--- WRITTEN PROBLEM ---
Locate every line in the rows below that contains the word "chevrolet", and copy each such line.

(Saved data entries)

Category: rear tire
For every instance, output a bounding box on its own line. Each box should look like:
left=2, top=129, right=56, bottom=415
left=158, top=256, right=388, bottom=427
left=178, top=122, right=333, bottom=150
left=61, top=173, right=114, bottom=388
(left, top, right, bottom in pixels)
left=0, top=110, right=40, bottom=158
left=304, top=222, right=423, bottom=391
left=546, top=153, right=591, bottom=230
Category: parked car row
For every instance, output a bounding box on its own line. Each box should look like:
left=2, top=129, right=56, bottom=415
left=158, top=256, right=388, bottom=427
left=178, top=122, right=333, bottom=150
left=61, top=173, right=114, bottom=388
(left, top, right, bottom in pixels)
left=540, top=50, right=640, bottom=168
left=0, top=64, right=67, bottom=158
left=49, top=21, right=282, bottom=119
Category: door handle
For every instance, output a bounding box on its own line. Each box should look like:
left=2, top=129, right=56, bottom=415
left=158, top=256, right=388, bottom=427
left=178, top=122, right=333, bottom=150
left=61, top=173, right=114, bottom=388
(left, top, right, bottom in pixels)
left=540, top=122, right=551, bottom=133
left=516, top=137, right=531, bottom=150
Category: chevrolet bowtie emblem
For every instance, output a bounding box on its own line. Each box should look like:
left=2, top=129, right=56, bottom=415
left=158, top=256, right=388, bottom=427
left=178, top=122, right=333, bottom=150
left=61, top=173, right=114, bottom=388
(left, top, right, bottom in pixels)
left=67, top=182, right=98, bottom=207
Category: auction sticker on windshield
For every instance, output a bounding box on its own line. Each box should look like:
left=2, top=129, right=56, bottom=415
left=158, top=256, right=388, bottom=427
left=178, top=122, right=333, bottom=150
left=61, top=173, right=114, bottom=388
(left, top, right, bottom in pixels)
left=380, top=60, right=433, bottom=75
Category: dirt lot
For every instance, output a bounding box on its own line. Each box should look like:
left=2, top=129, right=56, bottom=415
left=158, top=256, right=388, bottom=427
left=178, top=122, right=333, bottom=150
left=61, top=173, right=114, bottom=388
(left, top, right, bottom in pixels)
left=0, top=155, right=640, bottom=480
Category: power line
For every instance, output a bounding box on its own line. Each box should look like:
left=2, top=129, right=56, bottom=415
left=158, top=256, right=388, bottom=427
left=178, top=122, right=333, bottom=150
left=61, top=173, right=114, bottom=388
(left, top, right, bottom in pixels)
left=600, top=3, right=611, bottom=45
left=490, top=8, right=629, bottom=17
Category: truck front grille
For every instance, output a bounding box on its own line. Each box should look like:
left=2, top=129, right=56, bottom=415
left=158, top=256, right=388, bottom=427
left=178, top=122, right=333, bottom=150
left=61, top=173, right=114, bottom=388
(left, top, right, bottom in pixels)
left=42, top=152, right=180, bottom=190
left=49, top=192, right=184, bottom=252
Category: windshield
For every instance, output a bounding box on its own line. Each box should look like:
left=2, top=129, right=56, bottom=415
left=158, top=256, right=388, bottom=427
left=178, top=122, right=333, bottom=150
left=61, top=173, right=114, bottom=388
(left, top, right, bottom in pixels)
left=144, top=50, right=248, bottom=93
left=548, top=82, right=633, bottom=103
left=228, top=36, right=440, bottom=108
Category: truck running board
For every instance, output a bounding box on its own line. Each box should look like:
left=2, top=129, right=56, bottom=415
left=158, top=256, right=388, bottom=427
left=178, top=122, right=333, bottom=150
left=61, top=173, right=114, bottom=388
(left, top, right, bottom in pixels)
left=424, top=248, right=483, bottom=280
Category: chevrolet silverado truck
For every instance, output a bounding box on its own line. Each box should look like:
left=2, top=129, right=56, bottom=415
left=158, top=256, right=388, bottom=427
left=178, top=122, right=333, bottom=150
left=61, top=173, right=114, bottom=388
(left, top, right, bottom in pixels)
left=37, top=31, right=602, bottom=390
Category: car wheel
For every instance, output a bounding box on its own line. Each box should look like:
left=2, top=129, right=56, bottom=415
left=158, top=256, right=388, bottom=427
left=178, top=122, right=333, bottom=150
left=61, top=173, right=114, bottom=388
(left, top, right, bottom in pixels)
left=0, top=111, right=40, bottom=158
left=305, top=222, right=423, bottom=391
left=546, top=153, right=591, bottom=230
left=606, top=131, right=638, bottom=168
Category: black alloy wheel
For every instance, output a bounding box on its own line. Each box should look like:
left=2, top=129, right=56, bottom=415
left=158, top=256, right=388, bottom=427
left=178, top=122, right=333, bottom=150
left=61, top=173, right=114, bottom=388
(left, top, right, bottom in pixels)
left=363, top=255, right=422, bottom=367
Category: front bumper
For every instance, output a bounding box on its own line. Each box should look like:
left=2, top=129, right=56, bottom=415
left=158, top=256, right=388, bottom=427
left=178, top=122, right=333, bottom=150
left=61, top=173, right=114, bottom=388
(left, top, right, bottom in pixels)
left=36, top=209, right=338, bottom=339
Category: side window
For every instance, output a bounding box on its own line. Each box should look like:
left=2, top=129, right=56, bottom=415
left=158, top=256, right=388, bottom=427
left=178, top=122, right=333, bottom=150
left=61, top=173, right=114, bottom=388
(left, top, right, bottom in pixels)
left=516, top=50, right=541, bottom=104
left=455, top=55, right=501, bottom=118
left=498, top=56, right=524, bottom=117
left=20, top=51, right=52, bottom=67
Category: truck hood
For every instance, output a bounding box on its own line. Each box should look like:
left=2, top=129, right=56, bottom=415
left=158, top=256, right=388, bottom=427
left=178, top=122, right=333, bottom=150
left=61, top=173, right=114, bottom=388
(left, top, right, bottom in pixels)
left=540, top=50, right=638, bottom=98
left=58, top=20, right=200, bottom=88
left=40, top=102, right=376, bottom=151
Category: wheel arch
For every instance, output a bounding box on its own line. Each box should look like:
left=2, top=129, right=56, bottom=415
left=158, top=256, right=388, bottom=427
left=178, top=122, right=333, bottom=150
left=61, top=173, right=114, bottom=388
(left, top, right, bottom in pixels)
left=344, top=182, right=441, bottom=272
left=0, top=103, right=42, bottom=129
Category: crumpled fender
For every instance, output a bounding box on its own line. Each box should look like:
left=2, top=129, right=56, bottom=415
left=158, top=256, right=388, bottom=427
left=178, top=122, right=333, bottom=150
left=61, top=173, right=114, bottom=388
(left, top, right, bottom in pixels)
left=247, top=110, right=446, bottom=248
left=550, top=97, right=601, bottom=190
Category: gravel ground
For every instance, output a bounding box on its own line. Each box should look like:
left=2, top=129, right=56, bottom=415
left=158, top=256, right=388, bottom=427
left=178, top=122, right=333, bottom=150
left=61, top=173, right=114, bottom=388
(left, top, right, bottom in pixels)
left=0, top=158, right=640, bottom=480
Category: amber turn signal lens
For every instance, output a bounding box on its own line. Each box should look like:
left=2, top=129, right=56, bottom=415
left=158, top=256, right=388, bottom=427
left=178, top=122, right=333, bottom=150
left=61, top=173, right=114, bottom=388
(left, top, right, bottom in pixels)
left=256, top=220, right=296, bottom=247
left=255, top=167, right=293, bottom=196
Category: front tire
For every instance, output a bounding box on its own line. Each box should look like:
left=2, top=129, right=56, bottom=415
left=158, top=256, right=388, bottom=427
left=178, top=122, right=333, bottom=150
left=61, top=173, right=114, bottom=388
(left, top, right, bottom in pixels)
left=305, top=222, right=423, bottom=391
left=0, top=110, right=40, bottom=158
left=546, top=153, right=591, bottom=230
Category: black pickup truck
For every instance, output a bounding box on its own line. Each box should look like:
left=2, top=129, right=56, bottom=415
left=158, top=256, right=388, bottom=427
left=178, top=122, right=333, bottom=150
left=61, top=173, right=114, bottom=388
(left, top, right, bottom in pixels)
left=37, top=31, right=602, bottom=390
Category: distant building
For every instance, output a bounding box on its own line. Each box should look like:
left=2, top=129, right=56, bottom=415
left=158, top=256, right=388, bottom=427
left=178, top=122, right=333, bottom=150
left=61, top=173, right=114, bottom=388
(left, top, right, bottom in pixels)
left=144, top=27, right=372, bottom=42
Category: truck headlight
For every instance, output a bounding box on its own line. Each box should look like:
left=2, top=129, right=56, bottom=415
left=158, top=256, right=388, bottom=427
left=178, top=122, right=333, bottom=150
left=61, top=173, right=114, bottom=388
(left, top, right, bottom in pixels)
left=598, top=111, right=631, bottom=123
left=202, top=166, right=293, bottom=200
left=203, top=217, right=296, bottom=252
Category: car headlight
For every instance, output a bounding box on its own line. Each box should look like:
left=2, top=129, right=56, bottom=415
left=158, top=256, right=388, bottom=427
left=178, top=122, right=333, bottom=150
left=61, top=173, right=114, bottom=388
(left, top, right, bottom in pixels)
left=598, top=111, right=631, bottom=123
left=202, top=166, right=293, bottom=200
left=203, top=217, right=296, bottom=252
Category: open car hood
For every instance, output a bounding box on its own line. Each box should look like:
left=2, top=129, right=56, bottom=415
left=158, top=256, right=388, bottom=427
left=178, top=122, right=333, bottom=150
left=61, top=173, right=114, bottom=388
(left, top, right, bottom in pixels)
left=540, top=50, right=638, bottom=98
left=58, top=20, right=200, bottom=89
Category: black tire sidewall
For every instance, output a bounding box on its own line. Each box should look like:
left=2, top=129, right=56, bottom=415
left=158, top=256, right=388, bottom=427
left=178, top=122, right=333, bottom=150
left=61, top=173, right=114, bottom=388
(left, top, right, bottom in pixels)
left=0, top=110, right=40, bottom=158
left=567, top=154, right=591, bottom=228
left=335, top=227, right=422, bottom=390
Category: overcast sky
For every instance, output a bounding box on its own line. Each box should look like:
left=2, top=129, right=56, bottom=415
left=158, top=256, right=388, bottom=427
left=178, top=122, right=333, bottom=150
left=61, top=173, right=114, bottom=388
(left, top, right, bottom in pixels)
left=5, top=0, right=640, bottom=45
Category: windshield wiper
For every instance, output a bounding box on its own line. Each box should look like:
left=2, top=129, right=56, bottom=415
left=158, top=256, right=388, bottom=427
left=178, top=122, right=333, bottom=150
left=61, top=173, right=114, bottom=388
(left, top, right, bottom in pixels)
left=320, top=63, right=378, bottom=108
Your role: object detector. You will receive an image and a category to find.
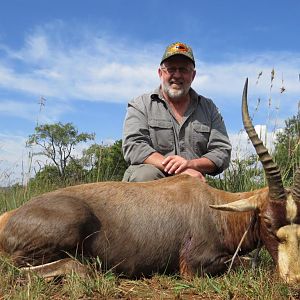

--- FINISHED EXERCISE ---
Category: chevrolet bowtie emblem
Category: chevrolet silverado truck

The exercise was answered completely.